Instruction =>
Pick out each line of the listing below that contains the string "uniform", and copy those lines.

Material shown =>
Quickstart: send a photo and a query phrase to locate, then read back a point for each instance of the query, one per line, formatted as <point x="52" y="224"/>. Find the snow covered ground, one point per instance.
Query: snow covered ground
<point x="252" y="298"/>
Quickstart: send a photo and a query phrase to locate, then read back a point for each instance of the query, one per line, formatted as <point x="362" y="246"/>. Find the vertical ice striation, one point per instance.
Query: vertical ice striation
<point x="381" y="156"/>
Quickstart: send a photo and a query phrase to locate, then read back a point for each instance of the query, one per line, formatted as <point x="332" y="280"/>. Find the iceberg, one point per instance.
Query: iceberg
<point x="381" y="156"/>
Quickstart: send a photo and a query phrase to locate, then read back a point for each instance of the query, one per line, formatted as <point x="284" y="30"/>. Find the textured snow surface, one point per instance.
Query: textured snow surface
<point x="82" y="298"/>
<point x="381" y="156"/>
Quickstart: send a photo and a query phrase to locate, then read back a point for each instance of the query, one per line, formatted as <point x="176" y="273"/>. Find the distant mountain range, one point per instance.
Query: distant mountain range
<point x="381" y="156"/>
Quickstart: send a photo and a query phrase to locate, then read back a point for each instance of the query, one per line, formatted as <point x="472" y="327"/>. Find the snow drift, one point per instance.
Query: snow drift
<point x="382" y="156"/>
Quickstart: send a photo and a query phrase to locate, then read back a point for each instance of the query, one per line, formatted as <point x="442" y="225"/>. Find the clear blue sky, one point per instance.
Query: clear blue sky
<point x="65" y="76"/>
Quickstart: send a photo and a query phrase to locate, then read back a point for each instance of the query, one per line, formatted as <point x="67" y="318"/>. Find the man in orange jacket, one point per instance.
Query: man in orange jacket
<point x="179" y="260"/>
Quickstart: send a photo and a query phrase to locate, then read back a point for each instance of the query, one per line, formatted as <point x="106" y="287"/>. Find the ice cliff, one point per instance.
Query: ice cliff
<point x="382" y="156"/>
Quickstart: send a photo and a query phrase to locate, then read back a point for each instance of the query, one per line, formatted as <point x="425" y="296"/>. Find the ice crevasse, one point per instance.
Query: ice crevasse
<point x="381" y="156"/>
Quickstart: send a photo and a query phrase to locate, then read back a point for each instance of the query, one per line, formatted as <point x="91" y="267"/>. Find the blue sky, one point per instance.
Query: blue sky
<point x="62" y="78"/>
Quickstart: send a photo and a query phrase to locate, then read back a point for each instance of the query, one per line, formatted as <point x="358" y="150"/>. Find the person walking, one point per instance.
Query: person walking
--
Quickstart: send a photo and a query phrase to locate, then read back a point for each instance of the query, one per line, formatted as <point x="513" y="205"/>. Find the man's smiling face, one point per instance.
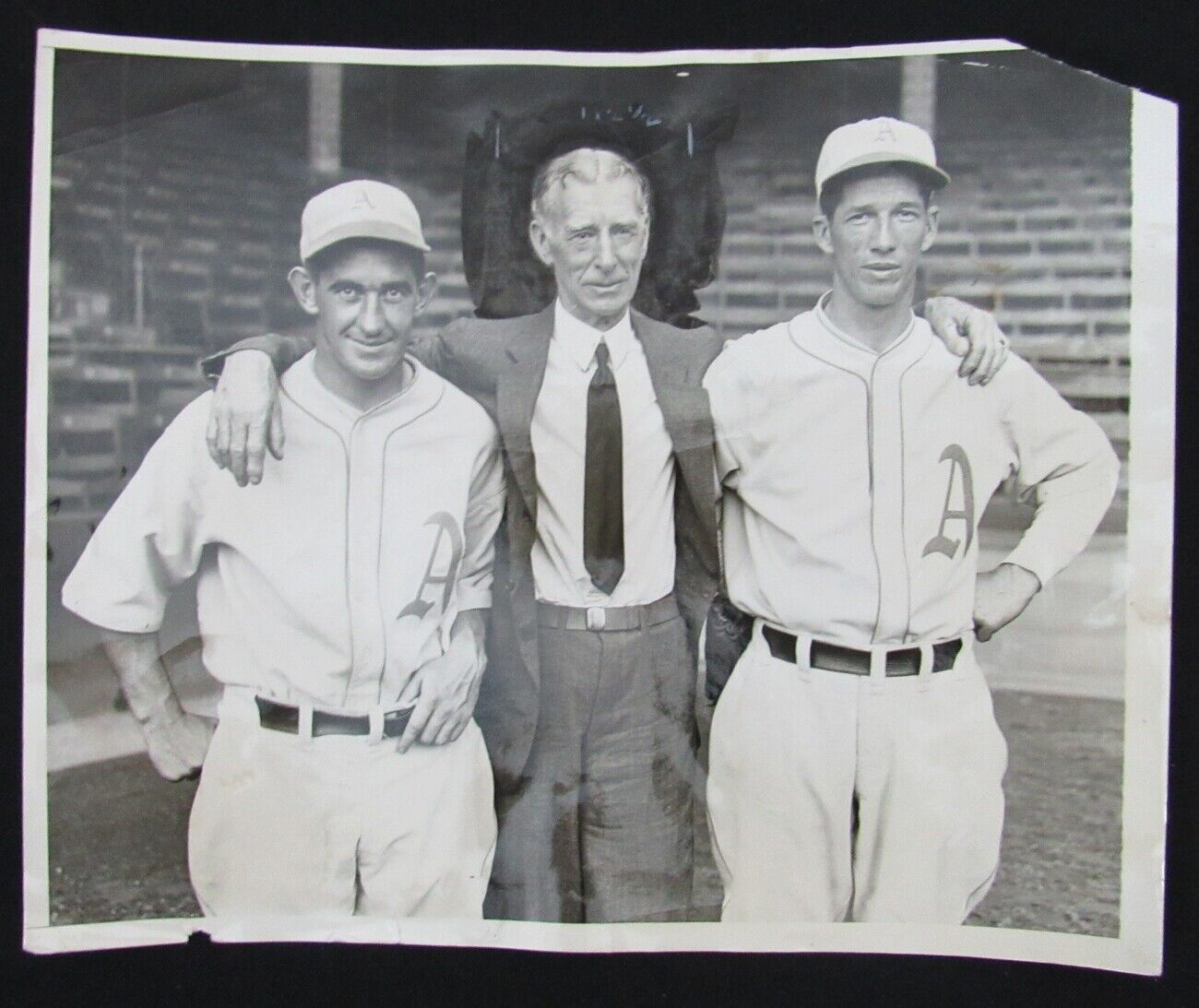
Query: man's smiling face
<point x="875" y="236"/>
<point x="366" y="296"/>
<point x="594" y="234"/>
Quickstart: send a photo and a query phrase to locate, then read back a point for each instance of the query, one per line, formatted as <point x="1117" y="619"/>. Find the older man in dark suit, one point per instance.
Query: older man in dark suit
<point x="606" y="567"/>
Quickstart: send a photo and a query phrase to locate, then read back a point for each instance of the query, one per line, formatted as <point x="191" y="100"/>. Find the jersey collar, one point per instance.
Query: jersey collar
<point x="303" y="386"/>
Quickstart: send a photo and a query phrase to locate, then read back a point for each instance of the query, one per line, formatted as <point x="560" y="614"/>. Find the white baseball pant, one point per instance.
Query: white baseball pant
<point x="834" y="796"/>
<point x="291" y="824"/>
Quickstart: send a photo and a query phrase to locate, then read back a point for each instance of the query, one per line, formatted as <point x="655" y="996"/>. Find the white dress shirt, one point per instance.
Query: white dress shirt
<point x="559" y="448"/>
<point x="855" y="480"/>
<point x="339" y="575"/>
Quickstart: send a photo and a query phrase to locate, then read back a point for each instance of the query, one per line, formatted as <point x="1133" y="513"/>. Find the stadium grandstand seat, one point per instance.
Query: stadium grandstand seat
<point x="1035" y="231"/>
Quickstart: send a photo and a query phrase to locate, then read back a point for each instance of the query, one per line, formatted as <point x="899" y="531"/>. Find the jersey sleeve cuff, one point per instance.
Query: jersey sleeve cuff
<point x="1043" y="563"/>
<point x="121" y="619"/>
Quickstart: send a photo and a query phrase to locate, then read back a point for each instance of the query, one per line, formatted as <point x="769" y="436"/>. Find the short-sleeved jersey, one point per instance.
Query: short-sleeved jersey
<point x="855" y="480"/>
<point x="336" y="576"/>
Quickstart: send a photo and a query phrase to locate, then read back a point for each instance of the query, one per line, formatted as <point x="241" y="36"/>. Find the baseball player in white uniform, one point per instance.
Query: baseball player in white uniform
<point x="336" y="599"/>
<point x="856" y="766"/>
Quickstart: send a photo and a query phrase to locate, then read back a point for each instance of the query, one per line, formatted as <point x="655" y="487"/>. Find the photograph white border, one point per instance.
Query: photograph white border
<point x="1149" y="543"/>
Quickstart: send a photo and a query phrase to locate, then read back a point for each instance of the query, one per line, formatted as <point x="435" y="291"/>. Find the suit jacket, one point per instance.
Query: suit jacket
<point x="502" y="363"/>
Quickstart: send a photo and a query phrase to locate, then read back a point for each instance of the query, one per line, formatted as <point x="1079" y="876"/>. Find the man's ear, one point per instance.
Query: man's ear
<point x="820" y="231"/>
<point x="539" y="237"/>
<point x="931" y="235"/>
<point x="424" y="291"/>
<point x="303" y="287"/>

Finished exercise =>
Quickstart: send a photo and a query phrase to locate, then read back a point for each instance of the query, one per line, formatted as <point x="241" y="36"/>. Find the baseball player in white uniform, one point per instance.
Query: baseball player in white uniform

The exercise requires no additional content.